NAFTA wasn’t the beginning; it was the last nail in the coffin of the postwar boom that elevated blue-collar manufacturing jobs to professions paying enough to finance the American Dream. Year after year, millions of workers lost good jobs and were forced to make do with two lousy ones. Inner cities, and not a few suburbs, rotted and died. Neither major party talked about the Making of America Not Great Anymore, much less tried to do anything about it. Trump scored big Rust Belt points merely by acknowledging the long-ignored pain of millions.

  1. In media coverage of the horse race, some candidates are more equal than others.

If you were designing American democracy from scratch, you’d probably make it a rule that every candidate for office receives the same attention from the media. (France does this.) But we’re light years away from that ideal. Trump received more TV minutes and column-inches than his Republican rivals because he was (a) outrageous and (b) a celebrity. Clinton’s coverage overshadowed Sanders’ because media gatekeepers were (a) enamored of their pre-fab “first woman president follows first black president” narrative and (b) couldn’t imagine that an elderly socialist from Vermont could be a serious contender. Who would be president-elect today had Rand Paul, Carla Fiorina and Bernie Sanders been given a fair chance to make their cases to the voters? Probably not Trump.

Operator Errors: Screw-Ups By Individual Politicians and Organizations

  1. Hillary’s campaign partied like it was 1996.

Campaigning has changed since the Clintonian heyday of the ’90s, but Hillary’s strategists didn’t get the memo. Trump ad-libbed outrageous vidbytes at his rallies, making them must-see TV and earning billions in free exposure; Hillary stuck to her deadly dull stump speech, doomed to be ignored. While Trump worked Twitter like a tween at 3 am — ensuring that story-hungry editors would see his hilarious rants when they arrived at their desks — it took 12 Clinton staffers to compose a single tweet whose made-by-committee provenance made it dead on arrival. She spent many millions on a repeat loop of anti-Trump TV ads featuring clips everyone had already seen. Considering that she barely survived Bernie Sanders’ primary challenge, it should have been obvious to her team that the Democratic party has moved left (as has the nation). So why did her 2016 campaign follow the old Dick Morris move-right-for-the-general-election model from 1996, moving right in order to “reach out to Republican megadonors“? Meanwhile, Morris himself understood the new reality. “But Trump is doing more than driving populist Democrats into Republican arms,” Morris wrote. “He is separating the establishment left of the Democratic Party from its populist base. His candidacy separates the blue-collar social populists from their partisan moorings even as his economic populism appeals to the Sanders left.” He wrote that in May.

  1. The DNC ignored polls that showed Bernie was a better candidate than Hillary.

Trump’s “surprise” win wasn’t shocking to people who were paying attention. Throughout the primary and general election, the DNC brushed off head-to-head tracking polls that showed that Hillary Clinton never enjoyed a commanding lead over, and sometimes fell behind, Donald Trump. Bernie Sanders, on the other hand, consistently held a double-digit lead, sometimes as high as 20 percent, over Trump. As it turned out, Trump would have lost to Sanders. In a change year when Americans were in the mood for radical populism, Sanders offered all the stuff voters liked about Trump — his anti-free trade message, economic populism, opposition to stupid foreign wars, the fiery, outspoken energy of a loud New Yorker — minus his manic loopiness and offensive comments about women and minorities. Granted, Bernie’s poll numbers would have suffered under an onslaught of ads depicting the Vermont senator as the second coming of Stalin, Soviet May Day parade footage and “The Internationale” playing incessantly. But the Cold War is over. Americans are more afraid of cost-cutting CEOs than commissars.

- _WRITTEN TASKS_
**1.** Can you reproduce the passage on the 2016 election word for word, starting with "NAFTA wasn’t the" and going on through "pain of millions."?
**2.** In the listing, take the lines starting with the line with "of the clump" and going on through the line with "Target: clump of grass", and swap "thickest" for "widest" while leaving everything else untouched. Return only those lines.

- _DATA ROWS_

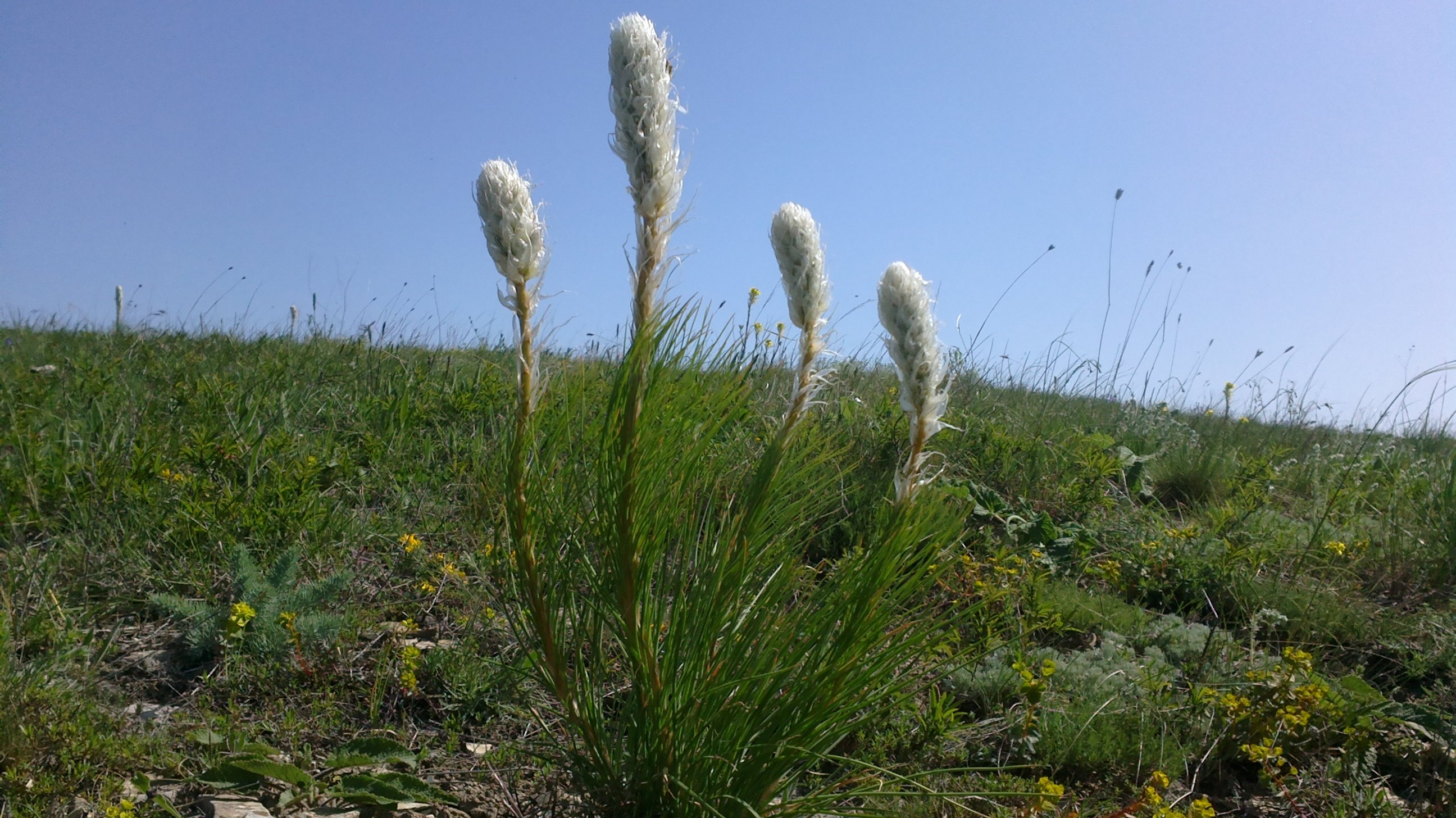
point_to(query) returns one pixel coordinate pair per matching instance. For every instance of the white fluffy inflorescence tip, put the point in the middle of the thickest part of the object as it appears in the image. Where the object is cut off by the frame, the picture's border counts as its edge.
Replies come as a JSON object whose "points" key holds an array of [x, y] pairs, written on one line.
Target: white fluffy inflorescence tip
{"points": [[904, 311], [647, 114], [513, 230], [795, 242]]}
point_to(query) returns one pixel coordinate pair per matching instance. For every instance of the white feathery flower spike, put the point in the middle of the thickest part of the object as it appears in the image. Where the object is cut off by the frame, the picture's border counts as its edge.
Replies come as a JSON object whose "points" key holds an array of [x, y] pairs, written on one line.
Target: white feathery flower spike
{"points": [[513, 230], [801, 262], [645, 139], [795, 240], [904, 311], [647, 114], [516, 238]]}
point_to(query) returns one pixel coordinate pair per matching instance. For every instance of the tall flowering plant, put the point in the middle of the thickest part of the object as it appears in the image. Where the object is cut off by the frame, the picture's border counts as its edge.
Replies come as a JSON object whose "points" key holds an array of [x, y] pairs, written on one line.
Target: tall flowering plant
{"points": [[698, 666]]}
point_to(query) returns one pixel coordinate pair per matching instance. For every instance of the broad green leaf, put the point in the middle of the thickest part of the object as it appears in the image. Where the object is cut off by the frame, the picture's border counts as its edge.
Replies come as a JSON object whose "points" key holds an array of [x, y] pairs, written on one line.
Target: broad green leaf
{"points": [[257, 748], [1359, 688], [286, 773], [392, 788], [229, 776], [365, 752]]}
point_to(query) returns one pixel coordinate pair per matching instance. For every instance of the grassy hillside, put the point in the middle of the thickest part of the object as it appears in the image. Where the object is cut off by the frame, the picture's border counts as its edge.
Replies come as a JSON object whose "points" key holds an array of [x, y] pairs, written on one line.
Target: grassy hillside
{"points": [[1261, 614]]}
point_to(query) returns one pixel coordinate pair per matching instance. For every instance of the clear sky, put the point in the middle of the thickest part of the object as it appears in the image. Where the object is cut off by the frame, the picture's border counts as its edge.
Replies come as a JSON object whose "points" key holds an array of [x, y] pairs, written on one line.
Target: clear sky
{"points": [[1299, 156]]}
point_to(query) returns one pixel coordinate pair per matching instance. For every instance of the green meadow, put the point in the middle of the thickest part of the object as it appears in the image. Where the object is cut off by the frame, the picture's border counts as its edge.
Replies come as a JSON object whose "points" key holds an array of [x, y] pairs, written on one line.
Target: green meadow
{"points": [[283, 568]]}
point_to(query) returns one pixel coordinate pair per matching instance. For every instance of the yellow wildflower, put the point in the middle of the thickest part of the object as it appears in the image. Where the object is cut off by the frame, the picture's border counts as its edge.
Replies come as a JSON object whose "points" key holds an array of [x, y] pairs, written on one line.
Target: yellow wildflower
{"points": [[1047, 795], [1300, 660]]}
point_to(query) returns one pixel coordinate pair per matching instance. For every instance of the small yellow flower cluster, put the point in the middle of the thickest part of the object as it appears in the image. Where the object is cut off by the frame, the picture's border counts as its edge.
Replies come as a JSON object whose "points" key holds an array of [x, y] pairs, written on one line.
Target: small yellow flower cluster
{"points": [[410, 658], [238, 619], [1034, 680], [1235, 705], [1110, 570], [1154, 789], [995, 571], [448, 568], [1298, 658], [1268, 755], [1047, 795]]}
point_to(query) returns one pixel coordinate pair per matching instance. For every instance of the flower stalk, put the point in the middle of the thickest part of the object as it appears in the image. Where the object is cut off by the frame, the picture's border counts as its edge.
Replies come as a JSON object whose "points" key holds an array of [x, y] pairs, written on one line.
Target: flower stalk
{"points": [[516, 238], [645, 139], [904, 312], [795, 240]]}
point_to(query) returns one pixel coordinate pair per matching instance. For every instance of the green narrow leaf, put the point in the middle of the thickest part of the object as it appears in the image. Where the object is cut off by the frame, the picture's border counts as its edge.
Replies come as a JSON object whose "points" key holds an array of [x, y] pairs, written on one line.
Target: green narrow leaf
{"points": [[207, 738]]}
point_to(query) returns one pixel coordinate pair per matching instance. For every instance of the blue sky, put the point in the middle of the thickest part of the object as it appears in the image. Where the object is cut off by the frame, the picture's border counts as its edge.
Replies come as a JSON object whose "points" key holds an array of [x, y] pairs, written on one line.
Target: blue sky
{"points": [[1299, 156]]}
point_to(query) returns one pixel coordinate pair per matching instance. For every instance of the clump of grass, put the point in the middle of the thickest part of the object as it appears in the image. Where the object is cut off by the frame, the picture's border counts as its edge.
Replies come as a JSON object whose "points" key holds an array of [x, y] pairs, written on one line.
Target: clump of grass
{"points": [[699, 666]]}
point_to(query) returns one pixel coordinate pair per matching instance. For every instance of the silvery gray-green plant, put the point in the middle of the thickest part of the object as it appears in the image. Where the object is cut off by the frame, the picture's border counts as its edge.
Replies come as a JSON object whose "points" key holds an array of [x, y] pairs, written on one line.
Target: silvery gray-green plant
{"points": [[699, 666], [915, 347]]}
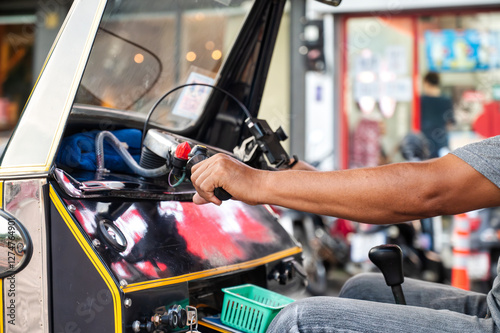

- _SOLUTIONS TO THE EXERCISE_
**1.**
NAFTA wasn’t the beginning; it was the last nail in the coffin of the postwar boom that elevated blue-collar manufacturing jobs to professions paying enough to finance the American Dream. Year after year, millions of workers lost good jobs and were forced to make do with two lousy ones. Inner cities, and not a few suburbs, rotted and died. Neither major party talked about the Making of America Not Great Anymore, much less tried to do anything about it. Trump scored big Rust Belt points merely by acknowledging the long-ignored pain of millions.

**2.**
point_to(query) returns one pixel coordinate pair per matching instance. For every instance of the clump of grass, put the point in the middle of the widest part of the object as it appears in the image. Where the object is cut off by the frame, the picture's border counts as its edge.
Replies come as a JSON object whose "points" key holds an array of [x, y] pairs, written on one line.
Target: clump of grass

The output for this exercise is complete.